:: Text segment ::

*** Block opens ***

Technical note
3 minute read

Accelerating discoveries in immunotherapy and disease treatment

Genetically engineered T-cells are a promising new type of medicine, applicable to many forms of cancer, and potentially offer novel approaches to treat infectious diseases and autoimmunity.

In cancer immunotherapy, the main aim is to enhance T-cell anti-tumor cytotoxicity and maintain a stem-like state associated with longer-term T-cell persistence. Such a phenotype is associated with effective and durable tumor clearance — higher stemness is correlated with more resistance to T-cell exhaustion.

At IBM Research, we look for novel approaches to accelerate discoveries in many fields, including immunotherapy and disease treatments. We recently published work in Science reporting on our research into engineering immune cells to address therapeutic challenges.

Sara Capponi and her team of AI researchers study functional genomics and cellular engineering at the Almaden IBM Research lab in Silicon Valley. They have developed a machine-learning algorithm that is able to decode the combinatorial rules of the costimulatory motifs that regulate the outcome of immune cell activation, allowing the prediction of motif combinations of clinically desirable phenotypes associated with effective and durable tumor killing.

Engineering immune cells to kill cancer

T-cells are characterized by receptors located on their surface that sense the outside environment, recognize infectious or cancerous cells, and trigger the signaling processes inside the cell causing an immune response activation.

Chimeric antigen receptors (CARs) are a class of synthetic T-cell receptors that reprogram the phenotypic output of therapeutic T-cells by combining an extracellular domain that is able to identify specific tumor-associated antigen with intracellular motifs that trigger the T-cell activation. Most importantly, the type of motifs included in the costimulatory domains determine the antitumor efficacy of CAR T-cells. These motifs mediate the output of most receptors by recruiting different signaling proteins that initiate distinct system cascades that propagate the signal through the cell.


In order to increase the antitumor efficacy of CAR T-cells, libraries of costimulatory domains have been screened but the costimulatory domains used in engineered CAR T-cells were from natural immune receptors. In this work, the team built a library of costimulatory domains that sample new motif combinations aiming at designing novel synthetic receptors. This approach might yield phenotypes that extend beyond those that can be generated by using native receptor domains alone.

We used the Eukaryotic Linear Motif Database (ELM) and primary literature to select 13 signaling motifs (Fig. A). These motifs are responsible for recruiting key downstream signaling proteins that function in T-cell activation. The synthetic costimulatory domain resulted in a linear domain formed by a sequence of either one, two, or three signaling motifs. The 13 motifs were randomly inserted in the first, second, and the third position of the sequence, yielding 2,379 different motif combinations (Fig. B).

*** Block closes ***

:: Exercise instructions ::
a) Please repeat part of the immunotherapy note word for word, beginning at "Accelerating discoveries in" and stopping after "diseases and autoimmunity.".
b) According to the immunotherapy note, how many different motif combinations came from inserting the 13 motifs into the three positions?
c) Write the next part of the immunotherapy note, picking up after its final sentence.
The records have nothing to do with the immunotherapy note.

:: Supplied information ::
*** Block opens ***

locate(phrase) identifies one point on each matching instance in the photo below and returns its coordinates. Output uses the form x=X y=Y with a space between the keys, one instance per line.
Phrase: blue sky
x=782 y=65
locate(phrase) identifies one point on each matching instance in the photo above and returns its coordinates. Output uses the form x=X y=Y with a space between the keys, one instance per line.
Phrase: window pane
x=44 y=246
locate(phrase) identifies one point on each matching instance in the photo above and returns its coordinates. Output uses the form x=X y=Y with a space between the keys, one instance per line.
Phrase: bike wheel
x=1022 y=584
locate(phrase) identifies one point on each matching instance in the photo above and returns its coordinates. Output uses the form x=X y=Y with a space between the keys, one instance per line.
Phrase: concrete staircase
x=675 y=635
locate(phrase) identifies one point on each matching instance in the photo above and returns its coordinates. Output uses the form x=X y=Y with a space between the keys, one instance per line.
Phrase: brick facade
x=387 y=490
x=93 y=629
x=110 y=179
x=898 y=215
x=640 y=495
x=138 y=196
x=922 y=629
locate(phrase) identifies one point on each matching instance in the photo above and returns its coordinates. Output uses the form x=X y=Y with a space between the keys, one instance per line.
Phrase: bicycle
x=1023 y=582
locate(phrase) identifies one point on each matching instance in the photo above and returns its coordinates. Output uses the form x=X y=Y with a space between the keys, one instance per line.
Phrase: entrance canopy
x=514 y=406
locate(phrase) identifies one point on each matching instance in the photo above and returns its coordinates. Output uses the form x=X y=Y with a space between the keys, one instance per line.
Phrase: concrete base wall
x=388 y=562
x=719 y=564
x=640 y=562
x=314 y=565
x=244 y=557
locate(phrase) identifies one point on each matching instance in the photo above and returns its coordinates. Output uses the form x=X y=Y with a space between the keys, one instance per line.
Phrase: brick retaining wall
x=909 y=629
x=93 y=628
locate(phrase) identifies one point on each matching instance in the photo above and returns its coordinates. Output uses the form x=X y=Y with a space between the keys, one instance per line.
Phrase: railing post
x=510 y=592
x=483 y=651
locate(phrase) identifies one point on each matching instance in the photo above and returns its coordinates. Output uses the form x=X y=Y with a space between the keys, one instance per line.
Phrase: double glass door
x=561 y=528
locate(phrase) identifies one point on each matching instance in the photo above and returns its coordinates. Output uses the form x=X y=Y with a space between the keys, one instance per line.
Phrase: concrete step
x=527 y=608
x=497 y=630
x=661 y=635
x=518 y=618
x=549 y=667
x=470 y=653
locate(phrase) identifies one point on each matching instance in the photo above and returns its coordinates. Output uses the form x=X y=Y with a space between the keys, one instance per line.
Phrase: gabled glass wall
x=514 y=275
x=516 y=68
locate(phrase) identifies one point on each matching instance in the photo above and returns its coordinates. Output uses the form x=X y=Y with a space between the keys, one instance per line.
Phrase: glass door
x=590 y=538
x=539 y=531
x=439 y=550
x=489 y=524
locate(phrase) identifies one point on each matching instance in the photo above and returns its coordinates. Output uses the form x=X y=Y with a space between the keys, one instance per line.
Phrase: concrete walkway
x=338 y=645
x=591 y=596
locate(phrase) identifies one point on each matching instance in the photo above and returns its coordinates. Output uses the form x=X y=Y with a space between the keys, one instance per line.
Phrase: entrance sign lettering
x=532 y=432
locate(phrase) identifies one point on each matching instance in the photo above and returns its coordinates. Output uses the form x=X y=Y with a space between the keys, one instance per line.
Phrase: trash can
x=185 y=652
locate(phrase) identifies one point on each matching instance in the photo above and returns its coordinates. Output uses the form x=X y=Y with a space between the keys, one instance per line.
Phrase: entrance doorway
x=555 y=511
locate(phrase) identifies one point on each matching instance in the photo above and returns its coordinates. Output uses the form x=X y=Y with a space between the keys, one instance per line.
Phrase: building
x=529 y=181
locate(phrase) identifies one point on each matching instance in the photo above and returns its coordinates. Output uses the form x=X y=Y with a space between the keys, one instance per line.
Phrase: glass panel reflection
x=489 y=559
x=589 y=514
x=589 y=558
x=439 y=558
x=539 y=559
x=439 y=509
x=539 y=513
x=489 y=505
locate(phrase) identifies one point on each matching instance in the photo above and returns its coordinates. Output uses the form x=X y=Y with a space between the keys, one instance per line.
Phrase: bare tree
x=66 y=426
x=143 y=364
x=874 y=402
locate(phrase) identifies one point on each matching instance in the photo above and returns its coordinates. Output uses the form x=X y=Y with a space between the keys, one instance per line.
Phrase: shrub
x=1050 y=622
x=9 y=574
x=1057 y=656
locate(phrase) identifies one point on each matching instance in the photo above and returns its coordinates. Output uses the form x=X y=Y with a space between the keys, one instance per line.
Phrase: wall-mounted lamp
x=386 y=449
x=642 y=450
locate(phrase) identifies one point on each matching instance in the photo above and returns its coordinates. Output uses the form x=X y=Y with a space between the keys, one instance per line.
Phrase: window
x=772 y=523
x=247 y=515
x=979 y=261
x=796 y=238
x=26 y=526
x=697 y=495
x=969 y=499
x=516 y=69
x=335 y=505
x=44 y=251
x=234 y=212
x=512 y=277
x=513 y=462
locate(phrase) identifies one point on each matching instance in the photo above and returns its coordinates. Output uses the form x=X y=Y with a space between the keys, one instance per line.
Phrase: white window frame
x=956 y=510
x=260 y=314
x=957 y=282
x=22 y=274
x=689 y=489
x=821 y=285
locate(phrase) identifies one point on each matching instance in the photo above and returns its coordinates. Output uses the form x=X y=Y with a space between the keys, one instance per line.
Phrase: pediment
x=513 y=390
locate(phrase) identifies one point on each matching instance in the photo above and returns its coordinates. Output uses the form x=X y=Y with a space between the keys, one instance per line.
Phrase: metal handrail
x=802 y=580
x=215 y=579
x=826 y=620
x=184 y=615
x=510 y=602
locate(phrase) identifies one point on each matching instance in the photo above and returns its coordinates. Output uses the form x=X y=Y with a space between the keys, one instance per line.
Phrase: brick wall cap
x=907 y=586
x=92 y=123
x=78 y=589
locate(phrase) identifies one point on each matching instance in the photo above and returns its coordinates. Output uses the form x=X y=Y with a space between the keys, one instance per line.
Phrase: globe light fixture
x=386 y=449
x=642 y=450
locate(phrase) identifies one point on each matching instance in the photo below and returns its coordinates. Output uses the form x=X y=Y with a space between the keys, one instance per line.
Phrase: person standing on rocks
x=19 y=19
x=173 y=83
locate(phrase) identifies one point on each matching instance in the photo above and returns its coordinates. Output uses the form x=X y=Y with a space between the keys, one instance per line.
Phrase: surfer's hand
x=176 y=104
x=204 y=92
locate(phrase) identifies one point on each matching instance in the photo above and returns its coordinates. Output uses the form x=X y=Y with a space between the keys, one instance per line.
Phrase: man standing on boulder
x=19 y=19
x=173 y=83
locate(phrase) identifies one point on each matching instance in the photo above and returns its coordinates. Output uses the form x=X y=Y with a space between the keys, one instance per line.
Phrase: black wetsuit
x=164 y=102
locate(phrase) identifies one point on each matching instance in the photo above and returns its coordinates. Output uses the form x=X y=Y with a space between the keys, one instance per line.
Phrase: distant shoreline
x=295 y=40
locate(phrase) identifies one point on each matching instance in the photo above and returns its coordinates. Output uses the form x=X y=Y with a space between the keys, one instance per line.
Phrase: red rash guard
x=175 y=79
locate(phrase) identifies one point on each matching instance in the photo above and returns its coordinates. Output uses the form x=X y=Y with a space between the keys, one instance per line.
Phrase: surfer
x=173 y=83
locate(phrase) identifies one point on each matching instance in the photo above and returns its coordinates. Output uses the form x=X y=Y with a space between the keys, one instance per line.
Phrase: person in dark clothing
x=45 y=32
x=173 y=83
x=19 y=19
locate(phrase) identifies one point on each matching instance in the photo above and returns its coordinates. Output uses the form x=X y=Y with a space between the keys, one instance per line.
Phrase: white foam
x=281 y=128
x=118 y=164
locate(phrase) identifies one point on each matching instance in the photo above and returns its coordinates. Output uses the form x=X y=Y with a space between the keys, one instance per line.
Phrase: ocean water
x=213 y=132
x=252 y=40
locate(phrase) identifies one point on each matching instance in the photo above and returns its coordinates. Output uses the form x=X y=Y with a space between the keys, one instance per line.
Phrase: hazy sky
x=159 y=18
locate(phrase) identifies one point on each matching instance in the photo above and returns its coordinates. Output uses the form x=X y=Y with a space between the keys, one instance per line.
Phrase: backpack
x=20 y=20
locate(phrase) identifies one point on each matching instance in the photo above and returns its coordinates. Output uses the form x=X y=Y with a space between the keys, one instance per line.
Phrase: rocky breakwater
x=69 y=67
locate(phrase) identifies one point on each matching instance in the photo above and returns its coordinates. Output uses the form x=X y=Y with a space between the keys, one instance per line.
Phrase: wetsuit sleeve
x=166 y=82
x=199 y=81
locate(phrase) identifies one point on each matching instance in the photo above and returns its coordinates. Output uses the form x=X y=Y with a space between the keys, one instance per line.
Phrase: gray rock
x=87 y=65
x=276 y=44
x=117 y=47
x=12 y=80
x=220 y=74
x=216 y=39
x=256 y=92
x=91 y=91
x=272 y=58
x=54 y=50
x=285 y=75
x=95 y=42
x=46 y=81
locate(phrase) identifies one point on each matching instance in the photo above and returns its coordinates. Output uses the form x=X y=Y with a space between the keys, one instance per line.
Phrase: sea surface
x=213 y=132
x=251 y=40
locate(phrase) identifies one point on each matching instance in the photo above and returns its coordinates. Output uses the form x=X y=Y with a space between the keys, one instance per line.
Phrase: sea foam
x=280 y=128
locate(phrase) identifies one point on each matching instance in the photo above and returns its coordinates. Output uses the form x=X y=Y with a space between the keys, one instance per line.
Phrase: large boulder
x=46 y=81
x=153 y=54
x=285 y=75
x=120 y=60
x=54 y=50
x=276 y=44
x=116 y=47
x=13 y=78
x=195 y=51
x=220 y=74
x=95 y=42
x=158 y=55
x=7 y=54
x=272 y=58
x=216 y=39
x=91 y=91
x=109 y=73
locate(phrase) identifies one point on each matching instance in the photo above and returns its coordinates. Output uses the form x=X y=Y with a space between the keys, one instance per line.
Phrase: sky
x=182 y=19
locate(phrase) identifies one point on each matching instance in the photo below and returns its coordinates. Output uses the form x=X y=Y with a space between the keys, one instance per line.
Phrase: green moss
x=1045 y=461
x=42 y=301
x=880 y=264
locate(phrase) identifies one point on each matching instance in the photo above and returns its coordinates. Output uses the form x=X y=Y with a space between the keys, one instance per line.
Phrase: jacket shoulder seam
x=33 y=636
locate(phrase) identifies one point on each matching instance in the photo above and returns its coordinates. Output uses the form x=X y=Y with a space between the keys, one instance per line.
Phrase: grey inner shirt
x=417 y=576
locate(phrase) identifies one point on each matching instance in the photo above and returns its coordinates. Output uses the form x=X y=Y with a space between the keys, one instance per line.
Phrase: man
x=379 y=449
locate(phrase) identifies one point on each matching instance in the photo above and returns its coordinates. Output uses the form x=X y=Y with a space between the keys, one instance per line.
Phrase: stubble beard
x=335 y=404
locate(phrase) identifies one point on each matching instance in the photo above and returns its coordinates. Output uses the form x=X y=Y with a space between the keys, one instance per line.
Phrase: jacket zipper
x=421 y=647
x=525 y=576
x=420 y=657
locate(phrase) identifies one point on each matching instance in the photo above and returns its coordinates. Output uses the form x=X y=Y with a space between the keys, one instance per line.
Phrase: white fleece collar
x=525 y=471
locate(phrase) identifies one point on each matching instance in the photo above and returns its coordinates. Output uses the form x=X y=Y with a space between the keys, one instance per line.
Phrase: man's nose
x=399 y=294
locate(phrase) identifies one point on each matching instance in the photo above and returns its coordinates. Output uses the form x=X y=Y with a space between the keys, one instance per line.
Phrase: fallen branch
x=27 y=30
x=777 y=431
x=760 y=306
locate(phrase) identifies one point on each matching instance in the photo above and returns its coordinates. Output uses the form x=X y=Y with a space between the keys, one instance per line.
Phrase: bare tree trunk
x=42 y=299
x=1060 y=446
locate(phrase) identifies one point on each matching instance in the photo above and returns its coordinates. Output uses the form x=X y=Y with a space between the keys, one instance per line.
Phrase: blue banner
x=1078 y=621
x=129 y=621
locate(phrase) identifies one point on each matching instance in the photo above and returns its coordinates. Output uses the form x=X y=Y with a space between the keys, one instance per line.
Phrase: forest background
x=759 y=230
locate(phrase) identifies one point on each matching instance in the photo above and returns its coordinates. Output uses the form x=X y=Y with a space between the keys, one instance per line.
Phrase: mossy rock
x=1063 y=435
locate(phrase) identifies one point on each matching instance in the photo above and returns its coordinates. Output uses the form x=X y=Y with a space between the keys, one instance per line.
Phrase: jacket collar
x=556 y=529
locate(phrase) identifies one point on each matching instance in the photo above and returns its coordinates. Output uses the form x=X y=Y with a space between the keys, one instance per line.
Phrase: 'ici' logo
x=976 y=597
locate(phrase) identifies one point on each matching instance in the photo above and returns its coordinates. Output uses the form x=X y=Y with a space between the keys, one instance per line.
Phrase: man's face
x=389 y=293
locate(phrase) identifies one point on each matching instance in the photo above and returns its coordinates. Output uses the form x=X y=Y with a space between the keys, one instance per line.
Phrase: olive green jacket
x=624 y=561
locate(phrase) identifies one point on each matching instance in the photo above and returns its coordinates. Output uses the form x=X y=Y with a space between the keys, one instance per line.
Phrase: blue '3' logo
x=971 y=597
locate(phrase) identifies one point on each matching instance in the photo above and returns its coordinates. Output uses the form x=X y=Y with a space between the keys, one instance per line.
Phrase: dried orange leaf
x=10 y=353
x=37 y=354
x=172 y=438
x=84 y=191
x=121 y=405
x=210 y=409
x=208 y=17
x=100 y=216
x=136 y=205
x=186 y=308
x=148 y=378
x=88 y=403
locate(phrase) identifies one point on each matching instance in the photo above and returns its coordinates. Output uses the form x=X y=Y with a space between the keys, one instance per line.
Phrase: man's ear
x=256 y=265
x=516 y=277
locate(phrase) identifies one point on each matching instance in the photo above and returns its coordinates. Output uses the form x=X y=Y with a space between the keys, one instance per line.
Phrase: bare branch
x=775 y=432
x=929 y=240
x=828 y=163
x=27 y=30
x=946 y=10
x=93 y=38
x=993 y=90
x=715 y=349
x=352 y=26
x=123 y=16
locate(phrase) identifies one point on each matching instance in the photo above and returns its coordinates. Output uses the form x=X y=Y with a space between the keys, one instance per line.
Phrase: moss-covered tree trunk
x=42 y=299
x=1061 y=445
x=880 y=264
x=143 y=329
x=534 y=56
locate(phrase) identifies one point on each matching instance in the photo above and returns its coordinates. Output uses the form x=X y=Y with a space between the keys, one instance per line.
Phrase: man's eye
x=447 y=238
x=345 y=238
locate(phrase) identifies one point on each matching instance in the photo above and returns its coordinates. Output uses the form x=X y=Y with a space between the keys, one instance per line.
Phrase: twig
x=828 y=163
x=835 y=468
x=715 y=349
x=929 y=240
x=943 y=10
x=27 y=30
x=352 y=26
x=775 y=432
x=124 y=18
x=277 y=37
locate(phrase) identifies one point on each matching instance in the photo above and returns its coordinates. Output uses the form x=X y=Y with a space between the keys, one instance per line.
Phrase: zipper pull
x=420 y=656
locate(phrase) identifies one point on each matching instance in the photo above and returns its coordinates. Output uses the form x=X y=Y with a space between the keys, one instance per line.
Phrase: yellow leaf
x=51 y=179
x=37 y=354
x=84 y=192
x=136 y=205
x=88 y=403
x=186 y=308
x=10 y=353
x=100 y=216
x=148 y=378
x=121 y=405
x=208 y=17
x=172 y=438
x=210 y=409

*** Block closes ***

:: Task responses ::
a)
Accelerating discoveries in immunotherapy and disease treatment

Genetically engineered T-cells are a promising new type of medicine, applicable to many forms of cancer, and potentially offer novel approaches to treat infectious diseases and autoimmunity.

b) 2,379

c)
A first set of low-resolution experiments was carried out to confirm that the library displayed sufficient phenotypic diversity. Then, to screen the library at a higher resolution, we randomly selected a subset of over 200 CARs from the combinatorial library and characterized them in an arrayed screen, a technique that allows to study each CAR independently. The results from the arrayed screen show a diverse CAR T-cell cytotoxicity and stemness, implying a complex relationship between signaling motif combinations and arrangement, and the resulting T-cell phenotypes.

To understand better the combinatorial nature of the costimulatory domain library and relate it with the CARs phenotypes we used machine learning algorithms. This allowed us also to make predictions on combinations not present in the arrayed screen experiments. We separated the arrayed screen data into a training (221 examples) and a test set (25 examples) (Fig. C). We then used these data sets to train several machine learning algorithms to predict cytotoxicity and stemness based on costimulatory domain identity and arrangement. Neural networks were able to recapitulate the measured phenotypes and effectively predict the phenotypes in the test set, with R2 values of approximately 0.7 to 0.9 (Fig. D-E).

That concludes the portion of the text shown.